Extracted entries:
==*==

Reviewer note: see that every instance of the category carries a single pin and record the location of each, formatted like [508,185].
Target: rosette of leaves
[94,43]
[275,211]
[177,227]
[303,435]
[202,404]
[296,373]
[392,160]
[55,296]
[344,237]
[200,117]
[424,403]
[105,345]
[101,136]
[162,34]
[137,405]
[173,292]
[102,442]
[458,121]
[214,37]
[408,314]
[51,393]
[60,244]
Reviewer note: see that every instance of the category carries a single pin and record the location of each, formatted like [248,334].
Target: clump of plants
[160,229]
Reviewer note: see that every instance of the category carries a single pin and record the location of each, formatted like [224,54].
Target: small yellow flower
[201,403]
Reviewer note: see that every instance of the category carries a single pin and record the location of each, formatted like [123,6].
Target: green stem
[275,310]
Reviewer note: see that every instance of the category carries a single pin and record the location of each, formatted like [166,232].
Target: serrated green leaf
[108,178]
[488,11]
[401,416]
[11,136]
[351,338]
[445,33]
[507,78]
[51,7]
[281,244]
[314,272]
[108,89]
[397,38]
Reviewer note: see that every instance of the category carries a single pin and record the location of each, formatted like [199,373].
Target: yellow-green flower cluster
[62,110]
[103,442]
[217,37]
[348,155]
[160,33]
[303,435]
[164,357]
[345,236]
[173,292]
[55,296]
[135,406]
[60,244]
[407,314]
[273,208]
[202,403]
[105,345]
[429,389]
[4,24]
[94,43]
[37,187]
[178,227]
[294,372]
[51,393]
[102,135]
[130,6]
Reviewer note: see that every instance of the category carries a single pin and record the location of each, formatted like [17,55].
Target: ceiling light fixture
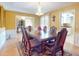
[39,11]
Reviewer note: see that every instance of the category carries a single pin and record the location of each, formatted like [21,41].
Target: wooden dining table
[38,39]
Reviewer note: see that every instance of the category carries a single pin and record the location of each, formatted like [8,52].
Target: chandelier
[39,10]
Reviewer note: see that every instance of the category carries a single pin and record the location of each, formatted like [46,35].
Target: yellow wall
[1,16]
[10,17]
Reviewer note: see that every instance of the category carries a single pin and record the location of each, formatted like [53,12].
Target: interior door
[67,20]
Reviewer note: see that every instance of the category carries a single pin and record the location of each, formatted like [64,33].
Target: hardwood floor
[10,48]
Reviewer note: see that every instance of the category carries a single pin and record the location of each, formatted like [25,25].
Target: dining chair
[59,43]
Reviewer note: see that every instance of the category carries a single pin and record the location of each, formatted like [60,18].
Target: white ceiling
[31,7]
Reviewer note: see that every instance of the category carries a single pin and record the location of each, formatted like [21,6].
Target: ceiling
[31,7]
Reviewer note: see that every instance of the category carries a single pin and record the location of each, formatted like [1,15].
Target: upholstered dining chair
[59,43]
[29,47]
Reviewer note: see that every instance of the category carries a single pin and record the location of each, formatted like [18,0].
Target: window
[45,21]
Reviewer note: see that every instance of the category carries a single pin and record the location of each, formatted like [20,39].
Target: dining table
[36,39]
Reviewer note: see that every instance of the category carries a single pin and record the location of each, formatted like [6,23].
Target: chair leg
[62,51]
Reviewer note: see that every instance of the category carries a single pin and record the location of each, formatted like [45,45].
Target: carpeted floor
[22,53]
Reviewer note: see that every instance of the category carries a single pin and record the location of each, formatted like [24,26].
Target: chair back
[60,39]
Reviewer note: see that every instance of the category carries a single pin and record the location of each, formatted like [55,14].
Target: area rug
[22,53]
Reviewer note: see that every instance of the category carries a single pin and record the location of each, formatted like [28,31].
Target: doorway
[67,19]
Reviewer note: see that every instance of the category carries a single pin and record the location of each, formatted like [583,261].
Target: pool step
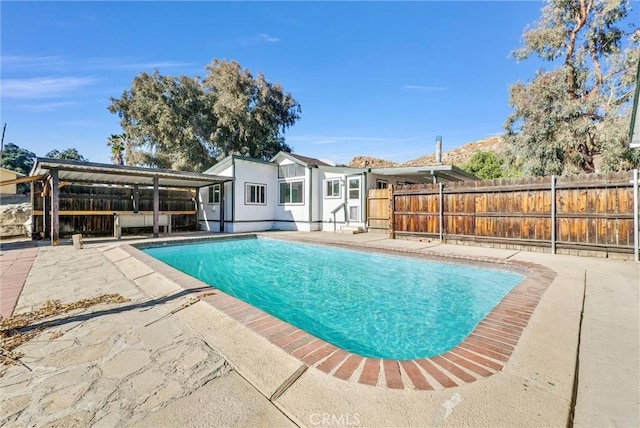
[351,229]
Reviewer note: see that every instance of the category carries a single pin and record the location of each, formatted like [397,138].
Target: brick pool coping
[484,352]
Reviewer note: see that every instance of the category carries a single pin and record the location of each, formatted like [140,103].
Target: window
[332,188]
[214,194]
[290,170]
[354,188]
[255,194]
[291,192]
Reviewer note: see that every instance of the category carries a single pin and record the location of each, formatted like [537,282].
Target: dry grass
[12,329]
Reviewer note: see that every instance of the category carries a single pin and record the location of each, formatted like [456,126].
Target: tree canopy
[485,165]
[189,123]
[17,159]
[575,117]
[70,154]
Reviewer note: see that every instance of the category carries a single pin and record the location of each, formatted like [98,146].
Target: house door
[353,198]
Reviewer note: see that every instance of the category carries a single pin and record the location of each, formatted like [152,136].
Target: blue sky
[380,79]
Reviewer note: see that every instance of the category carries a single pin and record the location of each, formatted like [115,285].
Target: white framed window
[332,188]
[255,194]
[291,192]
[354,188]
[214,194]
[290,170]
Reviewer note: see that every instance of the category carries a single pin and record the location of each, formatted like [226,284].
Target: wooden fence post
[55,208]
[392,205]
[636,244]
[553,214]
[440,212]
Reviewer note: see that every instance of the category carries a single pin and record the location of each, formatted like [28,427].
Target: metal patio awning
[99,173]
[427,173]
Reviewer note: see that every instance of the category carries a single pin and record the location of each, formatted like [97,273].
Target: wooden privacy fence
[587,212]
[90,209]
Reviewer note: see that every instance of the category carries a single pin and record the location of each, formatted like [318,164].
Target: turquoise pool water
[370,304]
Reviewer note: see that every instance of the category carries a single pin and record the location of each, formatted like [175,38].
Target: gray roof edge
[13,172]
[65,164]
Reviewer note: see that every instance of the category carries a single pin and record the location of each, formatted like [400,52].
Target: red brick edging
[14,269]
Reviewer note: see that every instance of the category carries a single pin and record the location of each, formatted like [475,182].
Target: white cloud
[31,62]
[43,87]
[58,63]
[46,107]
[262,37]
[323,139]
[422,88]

==*==

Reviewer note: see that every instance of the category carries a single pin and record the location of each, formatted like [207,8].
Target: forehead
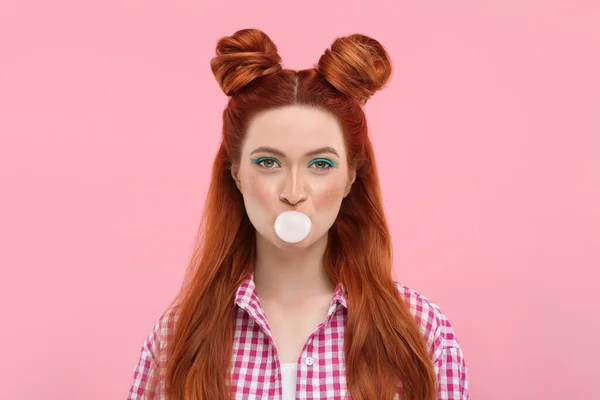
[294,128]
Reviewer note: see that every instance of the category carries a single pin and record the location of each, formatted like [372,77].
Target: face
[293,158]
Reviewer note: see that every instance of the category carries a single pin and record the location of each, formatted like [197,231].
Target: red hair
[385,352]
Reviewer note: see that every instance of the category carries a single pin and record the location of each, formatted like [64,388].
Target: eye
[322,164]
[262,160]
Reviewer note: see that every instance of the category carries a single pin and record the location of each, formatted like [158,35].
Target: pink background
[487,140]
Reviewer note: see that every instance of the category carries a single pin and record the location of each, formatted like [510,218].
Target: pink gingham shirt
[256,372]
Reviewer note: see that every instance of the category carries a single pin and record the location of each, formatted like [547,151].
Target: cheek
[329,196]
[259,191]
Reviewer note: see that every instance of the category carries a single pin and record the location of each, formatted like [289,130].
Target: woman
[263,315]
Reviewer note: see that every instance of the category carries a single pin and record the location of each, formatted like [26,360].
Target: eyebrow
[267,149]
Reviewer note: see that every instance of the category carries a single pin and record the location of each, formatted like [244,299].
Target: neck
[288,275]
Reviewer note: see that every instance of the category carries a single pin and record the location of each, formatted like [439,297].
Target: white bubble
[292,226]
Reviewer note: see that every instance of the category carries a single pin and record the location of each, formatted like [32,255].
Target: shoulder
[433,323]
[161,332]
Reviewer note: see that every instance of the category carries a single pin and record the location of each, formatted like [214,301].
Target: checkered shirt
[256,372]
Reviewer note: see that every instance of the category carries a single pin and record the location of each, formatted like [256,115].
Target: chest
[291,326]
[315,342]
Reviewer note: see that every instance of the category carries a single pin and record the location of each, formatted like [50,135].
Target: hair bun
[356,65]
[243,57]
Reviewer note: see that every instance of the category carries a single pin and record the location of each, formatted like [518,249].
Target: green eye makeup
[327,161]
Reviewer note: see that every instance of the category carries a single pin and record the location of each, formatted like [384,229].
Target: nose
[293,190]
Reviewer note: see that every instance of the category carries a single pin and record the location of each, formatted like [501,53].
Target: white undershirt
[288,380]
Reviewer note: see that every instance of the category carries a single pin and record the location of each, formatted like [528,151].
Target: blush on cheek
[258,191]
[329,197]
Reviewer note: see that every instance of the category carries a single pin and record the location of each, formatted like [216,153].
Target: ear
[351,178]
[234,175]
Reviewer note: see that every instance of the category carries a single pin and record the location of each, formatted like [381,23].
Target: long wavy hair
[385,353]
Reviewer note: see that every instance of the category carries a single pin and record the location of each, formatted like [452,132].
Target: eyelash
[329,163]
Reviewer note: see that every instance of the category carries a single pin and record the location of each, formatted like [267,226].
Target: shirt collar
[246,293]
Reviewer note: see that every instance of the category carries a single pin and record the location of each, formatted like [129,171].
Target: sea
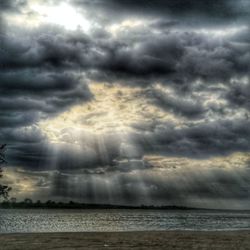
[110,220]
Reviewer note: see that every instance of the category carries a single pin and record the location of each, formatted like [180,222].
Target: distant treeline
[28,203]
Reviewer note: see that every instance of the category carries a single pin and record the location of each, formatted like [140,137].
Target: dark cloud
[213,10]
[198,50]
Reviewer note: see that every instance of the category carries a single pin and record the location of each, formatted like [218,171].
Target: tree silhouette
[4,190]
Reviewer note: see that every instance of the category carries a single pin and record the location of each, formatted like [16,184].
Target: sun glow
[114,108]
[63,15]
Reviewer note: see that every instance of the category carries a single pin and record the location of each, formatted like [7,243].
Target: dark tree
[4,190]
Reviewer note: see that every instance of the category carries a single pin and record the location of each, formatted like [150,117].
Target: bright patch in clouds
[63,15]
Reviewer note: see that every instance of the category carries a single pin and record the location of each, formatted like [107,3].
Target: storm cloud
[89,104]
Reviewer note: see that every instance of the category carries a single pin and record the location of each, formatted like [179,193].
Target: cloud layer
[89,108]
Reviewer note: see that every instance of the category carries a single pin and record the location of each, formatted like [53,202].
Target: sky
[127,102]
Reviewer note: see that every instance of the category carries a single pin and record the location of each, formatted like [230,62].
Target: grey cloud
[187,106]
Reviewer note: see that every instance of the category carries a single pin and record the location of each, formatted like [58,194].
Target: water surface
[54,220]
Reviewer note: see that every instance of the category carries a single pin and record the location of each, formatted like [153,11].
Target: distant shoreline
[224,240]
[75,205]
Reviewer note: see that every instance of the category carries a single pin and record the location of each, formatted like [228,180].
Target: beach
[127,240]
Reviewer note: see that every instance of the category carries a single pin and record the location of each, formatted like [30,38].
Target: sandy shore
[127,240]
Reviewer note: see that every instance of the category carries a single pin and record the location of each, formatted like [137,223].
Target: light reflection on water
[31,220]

==*==

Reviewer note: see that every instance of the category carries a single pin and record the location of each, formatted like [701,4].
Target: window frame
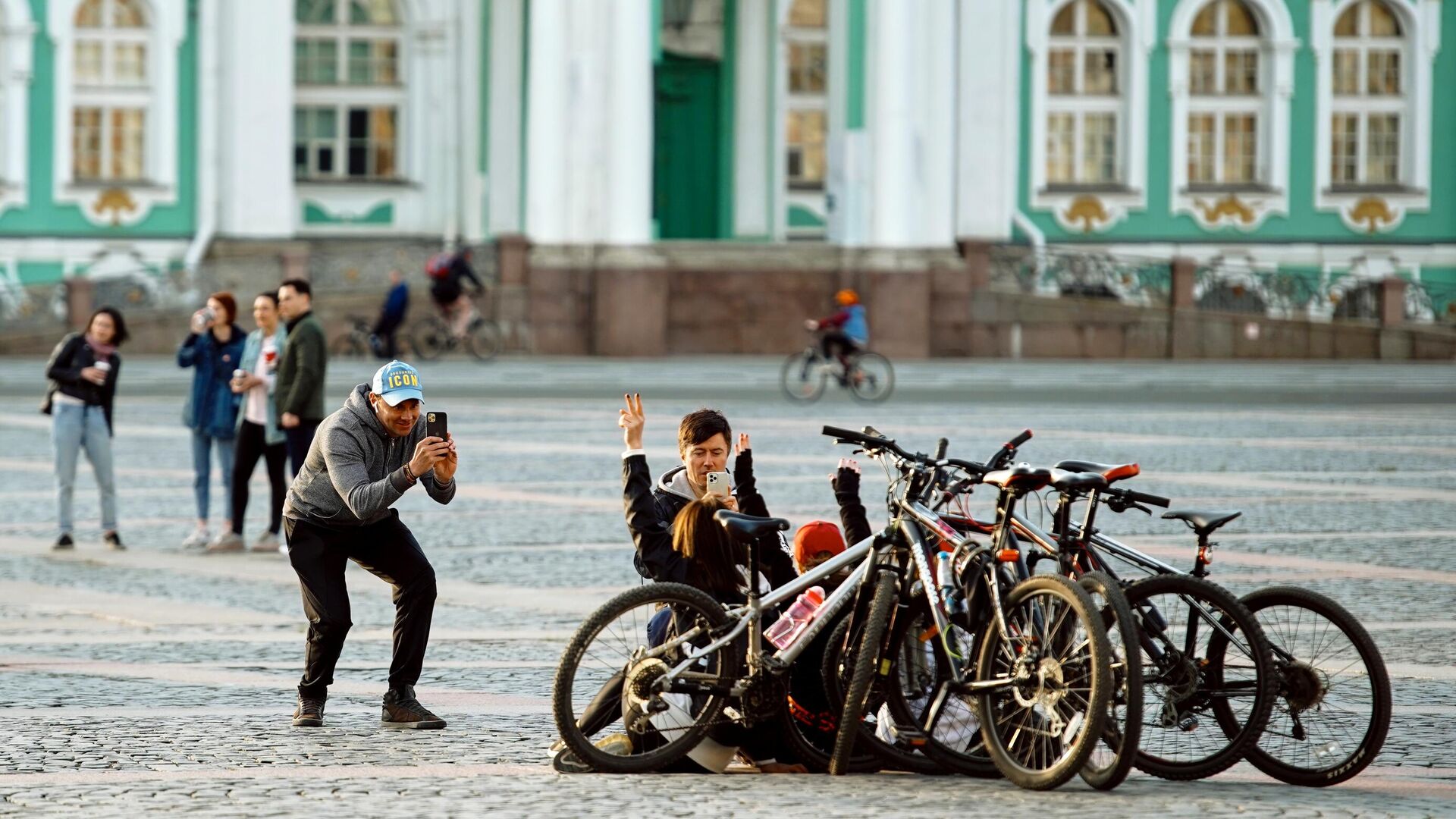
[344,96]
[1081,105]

==*==

The request:
Locate every line in the data above that contains the string "flower", and copy each such line.

Result of the exercise:
Target: small yellow flower
Target: yellow-green flower cluster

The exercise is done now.